#### [Work order]
Looking at the records below, state how many lines include the string "location" and add nothing further.

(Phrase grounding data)

-- Opening Marker --

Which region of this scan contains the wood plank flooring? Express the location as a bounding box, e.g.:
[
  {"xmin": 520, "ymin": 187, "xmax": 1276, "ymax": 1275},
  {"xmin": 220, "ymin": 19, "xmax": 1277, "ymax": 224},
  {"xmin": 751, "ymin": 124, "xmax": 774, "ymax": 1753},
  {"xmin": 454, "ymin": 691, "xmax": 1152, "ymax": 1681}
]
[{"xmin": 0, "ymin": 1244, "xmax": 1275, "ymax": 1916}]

-- Closing Marker --
-- Opening Marker --

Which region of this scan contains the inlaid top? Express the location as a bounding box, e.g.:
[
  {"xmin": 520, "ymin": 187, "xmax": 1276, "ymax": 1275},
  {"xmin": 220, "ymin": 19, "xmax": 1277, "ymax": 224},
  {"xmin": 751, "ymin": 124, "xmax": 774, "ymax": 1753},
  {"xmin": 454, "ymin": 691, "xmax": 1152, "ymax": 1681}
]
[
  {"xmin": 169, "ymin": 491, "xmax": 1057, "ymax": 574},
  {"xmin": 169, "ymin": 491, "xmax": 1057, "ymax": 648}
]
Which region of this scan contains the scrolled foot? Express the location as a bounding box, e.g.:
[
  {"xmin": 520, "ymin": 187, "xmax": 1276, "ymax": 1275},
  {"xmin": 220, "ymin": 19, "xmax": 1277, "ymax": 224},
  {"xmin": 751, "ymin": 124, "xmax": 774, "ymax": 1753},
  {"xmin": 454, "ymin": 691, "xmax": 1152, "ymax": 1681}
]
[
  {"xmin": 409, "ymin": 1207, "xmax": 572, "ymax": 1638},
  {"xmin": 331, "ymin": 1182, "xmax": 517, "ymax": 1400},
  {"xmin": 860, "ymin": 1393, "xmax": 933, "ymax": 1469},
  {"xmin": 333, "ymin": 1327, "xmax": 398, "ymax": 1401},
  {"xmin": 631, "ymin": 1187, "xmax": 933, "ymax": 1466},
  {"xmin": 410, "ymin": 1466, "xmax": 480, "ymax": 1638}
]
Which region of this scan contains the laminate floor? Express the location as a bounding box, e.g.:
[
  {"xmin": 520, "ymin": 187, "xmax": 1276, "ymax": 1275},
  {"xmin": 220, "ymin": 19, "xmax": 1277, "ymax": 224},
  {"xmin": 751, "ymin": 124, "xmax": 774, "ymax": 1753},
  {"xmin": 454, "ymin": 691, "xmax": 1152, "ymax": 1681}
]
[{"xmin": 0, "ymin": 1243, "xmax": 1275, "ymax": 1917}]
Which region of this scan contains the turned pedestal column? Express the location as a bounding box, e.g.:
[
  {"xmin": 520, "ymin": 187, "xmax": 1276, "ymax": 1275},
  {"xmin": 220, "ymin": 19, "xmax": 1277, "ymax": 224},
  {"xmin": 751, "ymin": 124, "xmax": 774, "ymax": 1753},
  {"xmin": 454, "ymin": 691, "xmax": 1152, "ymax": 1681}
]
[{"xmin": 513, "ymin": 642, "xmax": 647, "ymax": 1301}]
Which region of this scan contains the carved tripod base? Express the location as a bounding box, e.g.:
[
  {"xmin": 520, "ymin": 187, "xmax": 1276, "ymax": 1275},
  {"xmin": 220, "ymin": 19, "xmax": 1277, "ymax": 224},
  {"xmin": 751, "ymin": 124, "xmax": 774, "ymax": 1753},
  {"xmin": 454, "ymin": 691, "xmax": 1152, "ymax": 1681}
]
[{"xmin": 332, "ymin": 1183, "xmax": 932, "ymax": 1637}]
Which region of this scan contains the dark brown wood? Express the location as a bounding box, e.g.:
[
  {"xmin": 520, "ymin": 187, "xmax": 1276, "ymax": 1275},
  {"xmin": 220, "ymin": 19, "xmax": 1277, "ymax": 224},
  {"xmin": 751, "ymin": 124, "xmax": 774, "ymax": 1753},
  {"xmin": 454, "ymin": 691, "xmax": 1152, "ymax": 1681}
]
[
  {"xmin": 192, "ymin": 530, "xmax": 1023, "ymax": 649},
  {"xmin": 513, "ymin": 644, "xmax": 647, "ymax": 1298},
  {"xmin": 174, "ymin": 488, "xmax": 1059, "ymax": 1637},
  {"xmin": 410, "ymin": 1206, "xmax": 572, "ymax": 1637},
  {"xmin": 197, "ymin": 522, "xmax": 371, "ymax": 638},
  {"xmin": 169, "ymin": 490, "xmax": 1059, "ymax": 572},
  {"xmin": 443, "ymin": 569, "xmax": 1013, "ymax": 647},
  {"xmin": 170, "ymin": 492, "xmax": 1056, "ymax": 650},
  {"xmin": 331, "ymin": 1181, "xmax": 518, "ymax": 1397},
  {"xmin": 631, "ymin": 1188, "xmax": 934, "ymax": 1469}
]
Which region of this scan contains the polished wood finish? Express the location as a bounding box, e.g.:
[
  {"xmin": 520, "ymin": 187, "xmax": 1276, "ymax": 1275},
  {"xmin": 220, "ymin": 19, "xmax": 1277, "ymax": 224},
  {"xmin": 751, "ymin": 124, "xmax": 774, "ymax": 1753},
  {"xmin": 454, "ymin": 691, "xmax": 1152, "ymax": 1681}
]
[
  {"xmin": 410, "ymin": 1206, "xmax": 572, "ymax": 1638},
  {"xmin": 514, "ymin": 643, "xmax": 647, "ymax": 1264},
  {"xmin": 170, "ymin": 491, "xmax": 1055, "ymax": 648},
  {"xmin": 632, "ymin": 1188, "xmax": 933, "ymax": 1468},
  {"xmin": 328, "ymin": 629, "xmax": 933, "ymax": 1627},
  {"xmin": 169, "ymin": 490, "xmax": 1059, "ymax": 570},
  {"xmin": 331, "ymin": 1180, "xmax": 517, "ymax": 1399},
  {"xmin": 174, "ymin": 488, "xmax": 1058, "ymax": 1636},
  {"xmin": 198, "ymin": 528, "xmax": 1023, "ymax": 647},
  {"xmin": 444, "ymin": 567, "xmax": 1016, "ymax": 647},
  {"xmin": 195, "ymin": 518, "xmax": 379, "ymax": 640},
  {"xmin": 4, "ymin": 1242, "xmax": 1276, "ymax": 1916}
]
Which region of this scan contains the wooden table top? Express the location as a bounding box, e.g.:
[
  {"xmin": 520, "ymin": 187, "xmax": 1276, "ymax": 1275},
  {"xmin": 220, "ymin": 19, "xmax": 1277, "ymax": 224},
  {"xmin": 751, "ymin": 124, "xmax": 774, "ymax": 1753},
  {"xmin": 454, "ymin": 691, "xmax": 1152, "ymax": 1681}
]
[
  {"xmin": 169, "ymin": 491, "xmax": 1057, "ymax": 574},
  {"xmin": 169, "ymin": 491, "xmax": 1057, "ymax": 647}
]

-- Closing Marker --

#### [Reply]
9